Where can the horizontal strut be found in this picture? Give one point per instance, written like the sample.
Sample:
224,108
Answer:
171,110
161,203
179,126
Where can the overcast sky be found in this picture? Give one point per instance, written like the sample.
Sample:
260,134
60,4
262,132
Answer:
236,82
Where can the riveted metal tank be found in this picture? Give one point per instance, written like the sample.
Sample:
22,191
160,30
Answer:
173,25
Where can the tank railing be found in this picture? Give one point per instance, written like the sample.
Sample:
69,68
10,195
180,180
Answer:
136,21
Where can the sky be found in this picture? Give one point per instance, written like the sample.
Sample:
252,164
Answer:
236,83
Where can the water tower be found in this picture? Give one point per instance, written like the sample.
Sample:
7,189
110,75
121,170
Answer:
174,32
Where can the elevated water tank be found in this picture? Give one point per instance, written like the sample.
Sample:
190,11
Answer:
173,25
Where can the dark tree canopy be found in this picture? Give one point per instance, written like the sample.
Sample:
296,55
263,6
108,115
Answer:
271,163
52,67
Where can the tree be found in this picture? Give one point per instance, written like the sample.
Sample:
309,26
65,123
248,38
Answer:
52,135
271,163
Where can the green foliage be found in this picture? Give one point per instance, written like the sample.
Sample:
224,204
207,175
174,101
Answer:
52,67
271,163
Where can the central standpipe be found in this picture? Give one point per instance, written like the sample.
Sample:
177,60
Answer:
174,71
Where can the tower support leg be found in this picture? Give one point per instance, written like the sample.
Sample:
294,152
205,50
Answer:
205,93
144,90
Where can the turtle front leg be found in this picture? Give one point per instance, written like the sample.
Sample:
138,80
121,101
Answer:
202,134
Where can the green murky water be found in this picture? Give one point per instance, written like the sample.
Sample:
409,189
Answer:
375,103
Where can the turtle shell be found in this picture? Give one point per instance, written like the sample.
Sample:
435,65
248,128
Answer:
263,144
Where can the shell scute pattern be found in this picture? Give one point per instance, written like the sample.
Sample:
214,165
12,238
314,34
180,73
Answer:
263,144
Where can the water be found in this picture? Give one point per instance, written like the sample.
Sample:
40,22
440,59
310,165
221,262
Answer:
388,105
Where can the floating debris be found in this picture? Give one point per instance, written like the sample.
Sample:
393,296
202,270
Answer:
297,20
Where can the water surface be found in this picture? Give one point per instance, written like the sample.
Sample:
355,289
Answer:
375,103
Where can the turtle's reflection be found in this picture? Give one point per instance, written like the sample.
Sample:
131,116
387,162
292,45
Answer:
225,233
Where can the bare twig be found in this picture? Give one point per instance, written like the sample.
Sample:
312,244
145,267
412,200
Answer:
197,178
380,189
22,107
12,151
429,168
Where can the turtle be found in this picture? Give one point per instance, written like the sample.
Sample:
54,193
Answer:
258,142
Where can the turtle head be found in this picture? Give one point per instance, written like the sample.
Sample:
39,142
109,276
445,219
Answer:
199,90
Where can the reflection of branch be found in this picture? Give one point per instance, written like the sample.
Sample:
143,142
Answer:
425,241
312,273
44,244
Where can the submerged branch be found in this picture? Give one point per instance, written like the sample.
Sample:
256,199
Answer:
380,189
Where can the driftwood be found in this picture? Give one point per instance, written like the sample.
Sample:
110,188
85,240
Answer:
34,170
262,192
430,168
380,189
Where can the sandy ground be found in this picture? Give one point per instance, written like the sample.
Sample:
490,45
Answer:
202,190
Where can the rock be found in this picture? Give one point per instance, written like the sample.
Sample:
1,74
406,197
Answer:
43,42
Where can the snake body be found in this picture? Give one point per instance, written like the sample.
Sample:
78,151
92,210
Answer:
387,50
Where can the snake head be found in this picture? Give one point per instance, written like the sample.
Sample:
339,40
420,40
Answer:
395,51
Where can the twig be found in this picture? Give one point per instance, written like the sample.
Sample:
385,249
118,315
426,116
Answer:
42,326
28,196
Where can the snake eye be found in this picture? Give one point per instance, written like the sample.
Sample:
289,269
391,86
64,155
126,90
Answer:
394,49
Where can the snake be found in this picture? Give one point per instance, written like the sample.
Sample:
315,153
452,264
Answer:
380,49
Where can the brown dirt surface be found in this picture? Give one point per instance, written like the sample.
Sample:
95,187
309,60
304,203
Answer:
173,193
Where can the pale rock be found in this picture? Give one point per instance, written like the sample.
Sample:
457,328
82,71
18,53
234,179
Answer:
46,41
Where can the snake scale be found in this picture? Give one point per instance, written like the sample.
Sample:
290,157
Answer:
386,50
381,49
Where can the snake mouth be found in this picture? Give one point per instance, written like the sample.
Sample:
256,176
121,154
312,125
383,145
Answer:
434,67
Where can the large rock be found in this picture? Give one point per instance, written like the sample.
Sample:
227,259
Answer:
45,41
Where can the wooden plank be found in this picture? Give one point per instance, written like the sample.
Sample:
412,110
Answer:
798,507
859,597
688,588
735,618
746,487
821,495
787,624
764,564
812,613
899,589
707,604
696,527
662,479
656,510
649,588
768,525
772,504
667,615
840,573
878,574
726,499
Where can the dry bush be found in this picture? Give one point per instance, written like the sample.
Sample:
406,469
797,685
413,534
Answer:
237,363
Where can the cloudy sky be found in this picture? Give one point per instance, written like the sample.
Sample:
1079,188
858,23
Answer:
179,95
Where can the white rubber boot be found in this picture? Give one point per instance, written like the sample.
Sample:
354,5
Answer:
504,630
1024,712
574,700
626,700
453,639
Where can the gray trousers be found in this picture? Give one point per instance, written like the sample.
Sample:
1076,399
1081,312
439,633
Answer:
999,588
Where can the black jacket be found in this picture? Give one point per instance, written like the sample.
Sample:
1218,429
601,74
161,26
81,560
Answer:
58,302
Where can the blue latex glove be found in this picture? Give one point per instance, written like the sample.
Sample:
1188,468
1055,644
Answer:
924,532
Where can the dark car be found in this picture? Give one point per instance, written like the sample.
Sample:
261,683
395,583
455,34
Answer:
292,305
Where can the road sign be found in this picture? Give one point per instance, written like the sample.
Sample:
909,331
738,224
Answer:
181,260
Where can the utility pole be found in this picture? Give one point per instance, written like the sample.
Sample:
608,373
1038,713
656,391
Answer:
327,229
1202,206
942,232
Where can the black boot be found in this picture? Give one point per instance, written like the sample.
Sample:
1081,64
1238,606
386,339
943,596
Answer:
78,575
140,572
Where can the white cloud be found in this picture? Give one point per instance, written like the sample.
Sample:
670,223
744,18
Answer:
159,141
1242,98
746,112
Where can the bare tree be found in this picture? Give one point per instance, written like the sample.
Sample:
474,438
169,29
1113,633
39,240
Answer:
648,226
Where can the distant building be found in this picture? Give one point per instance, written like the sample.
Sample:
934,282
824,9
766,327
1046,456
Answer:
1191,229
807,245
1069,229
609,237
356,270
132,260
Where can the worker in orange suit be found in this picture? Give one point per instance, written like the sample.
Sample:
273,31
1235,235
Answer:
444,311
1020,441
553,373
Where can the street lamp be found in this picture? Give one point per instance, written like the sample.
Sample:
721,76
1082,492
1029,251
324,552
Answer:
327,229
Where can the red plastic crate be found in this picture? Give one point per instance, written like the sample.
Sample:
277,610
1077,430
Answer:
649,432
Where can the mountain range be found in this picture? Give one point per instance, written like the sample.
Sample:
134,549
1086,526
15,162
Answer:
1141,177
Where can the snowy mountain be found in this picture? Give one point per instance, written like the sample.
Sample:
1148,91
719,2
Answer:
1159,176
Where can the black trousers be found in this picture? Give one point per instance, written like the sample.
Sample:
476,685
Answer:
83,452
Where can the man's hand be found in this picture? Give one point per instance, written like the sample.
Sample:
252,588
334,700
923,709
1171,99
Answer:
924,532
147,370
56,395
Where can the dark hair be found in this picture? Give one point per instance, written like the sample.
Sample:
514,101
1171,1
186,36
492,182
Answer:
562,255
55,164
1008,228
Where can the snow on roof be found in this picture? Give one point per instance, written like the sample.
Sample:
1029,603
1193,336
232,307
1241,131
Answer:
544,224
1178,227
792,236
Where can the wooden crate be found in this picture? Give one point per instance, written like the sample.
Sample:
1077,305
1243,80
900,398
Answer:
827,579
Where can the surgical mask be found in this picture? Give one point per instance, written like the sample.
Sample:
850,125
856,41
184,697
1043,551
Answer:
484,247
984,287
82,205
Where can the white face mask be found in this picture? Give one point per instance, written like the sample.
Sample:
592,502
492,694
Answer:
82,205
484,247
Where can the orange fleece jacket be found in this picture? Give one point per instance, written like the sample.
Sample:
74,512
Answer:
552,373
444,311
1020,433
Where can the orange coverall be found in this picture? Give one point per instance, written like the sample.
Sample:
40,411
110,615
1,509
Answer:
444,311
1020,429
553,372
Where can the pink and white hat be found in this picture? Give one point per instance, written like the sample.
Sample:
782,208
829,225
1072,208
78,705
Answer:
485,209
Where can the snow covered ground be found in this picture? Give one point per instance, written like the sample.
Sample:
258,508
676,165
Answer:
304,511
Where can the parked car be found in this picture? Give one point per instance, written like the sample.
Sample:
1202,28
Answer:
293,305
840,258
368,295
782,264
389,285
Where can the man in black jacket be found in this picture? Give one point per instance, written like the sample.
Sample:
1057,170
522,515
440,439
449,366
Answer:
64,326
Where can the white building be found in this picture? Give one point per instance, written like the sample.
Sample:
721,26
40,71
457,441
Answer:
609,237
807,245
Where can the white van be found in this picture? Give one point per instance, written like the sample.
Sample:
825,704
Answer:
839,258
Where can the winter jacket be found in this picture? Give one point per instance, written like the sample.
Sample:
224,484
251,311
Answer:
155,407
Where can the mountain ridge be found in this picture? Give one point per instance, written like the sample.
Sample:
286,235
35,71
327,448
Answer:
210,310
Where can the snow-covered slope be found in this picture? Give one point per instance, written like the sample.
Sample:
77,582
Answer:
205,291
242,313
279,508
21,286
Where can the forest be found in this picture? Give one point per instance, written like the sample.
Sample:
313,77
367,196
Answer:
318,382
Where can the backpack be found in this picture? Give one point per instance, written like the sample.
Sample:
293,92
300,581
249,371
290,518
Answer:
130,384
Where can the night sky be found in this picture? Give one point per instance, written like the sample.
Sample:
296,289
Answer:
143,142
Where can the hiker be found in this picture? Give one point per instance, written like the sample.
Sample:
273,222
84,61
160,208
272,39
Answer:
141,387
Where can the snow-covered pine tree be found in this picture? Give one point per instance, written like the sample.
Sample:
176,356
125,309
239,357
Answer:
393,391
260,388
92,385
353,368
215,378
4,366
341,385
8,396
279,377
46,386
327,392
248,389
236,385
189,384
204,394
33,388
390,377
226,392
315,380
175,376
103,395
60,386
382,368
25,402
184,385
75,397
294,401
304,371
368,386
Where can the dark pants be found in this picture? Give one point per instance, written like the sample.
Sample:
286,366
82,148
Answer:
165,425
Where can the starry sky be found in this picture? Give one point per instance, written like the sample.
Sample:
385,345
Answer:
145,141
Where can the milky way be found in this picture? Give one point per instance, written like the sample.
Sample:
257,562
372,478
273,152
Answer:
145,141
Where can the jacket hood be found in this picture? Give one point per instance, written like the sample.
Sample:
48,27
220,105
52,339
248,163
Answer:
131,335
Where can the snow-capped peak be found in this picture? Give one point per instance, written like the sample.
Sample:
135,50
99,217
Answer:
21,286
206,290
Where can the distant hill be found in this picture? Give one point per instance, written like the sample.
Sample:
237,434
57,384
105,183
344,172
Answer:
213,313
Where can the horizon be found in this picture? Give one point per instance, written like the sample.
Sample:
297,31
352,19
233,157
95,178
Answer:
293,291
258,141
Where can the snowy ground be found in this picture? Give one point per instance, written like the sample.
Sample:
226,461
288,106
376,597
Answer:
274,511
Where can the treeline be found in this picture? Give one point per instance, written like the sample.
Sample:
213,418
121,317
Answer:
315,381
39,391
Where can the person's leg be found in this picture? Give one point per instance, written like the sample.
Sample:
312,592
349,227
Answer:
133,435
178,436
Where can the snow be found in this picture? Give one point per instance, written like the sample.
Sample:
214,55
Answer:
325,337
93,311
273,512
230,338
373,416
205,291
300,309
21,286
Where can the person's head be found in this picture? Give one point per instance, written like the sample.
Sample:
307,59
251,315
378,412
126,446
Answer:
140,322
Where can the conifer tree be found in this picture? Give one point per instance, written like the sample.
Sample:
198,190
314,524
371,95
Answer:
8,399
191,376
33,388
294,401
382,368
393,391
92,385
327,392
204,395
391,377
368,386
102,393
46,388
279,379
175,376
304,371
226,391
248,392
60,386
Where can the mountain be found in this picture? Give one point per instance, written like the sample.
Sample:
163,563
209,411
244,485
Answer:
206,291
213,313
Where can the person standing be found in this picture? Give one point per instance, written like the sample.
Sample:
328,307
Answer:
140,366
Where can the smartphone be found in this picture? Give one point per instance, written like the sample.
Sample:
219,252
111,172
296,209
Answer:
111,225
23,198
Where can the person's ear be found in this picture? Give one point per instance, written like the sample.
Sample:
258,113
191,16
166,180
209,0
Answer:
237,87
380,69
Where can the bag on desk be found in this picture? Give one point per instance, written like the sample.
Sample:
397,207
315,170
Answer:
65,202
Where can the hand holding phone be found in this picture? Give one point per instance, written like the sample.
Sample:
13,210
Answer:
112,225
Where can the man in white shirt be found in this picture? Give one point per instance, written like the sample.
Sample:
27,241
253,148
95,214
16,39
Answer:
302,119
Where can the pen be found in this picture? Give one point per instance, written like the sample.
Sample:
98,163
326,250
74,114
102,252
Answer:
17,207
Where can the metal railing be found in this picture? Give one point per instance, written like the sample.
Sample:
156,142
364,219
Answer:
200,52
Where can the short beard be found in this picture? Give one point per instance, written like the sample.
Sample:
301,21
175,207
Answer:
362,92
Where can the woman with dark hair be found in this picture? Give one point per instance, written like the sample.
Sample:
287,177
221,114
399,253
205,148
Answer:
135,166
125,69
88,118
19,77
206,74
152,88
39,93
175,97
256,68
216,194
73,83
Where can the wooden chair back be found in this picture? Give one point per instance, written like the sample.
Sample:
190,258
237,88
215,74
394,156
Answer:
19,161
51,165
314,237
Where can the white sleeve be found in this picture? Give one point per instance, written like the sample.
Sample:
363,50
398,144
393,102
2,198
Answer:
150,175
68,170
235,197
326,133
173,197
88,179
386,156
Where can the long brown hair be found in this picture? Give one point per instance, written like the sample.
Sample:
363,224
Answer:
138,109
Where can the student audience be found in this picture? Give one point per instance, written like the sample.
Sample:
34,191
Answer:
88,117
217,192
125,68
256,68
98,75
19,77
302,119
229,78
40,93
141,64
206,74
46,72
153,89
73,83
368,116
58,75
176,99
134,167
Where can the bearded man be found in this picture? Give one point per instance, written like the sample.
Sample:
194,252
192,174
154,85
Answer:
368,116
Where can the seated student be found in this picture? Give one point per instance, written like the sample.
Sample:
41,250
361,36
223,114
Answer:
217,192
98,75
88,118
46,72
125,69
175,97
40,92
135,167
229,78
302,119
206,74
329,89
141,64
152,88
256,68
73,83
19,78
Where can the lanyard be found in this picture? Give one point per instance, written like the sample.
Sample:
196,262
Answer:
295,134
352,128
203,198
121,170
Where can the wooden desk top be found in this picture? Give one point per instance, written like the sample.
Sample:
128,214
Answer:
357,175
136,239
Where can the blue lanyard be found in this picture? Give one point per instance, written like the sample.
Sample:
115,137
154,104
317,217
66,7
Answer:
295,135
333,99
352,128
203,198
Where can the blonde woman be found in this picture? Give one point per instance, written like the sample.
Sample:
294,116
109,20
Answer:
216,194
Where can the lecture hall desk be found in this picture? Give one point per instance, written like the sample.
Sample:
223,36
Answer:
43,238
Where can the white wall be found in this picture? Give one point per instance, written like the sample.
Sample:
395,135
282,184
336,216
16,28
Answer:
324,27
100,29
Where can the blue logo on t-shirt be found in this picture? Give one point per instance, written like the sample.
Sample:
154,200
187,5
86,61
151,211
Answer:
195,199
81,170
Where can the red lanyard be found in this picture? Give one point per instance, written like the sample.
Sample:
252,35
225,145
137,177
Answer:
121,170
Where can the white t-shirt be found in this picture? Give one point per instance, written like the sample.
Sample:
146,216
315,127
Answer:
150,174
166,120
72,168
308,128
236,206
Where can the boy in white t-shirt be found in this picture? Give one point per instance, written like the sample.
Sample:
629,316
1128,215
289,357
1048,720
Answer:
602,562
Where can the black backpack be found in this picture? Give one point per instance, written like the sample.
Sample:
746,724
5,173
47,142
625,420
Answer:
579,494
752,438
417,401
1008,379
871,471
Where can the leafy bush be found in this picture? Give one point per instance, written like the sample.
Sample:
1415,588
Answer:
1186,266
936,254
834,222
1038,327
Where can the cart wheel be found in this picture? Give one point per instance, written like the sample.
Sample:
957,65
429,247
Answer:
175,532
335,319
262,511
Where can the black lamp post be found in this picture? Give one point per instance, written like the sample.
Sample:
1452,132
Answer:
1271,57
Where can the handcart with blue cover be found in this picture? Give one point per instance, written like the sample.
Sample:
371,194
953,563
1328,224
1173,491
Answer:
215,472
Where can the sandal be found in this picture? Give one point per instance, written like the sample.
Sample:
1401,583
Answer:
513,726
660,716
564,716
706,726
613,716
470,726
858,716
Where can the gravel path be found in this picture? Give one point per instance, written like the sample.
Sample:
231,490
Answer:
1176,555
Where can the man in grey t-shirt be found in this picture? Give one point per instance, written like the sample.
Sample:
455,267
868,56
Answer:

→ **Activity**
Where a line in the records above contains the string "with", copy that line.

→ **Output**
Where can the woman with dark hair be found in this picture? Give one point per instance, written like the sample.
Where can the handcart with blue cover be found in this picture? Give one point per instance, written like the sample.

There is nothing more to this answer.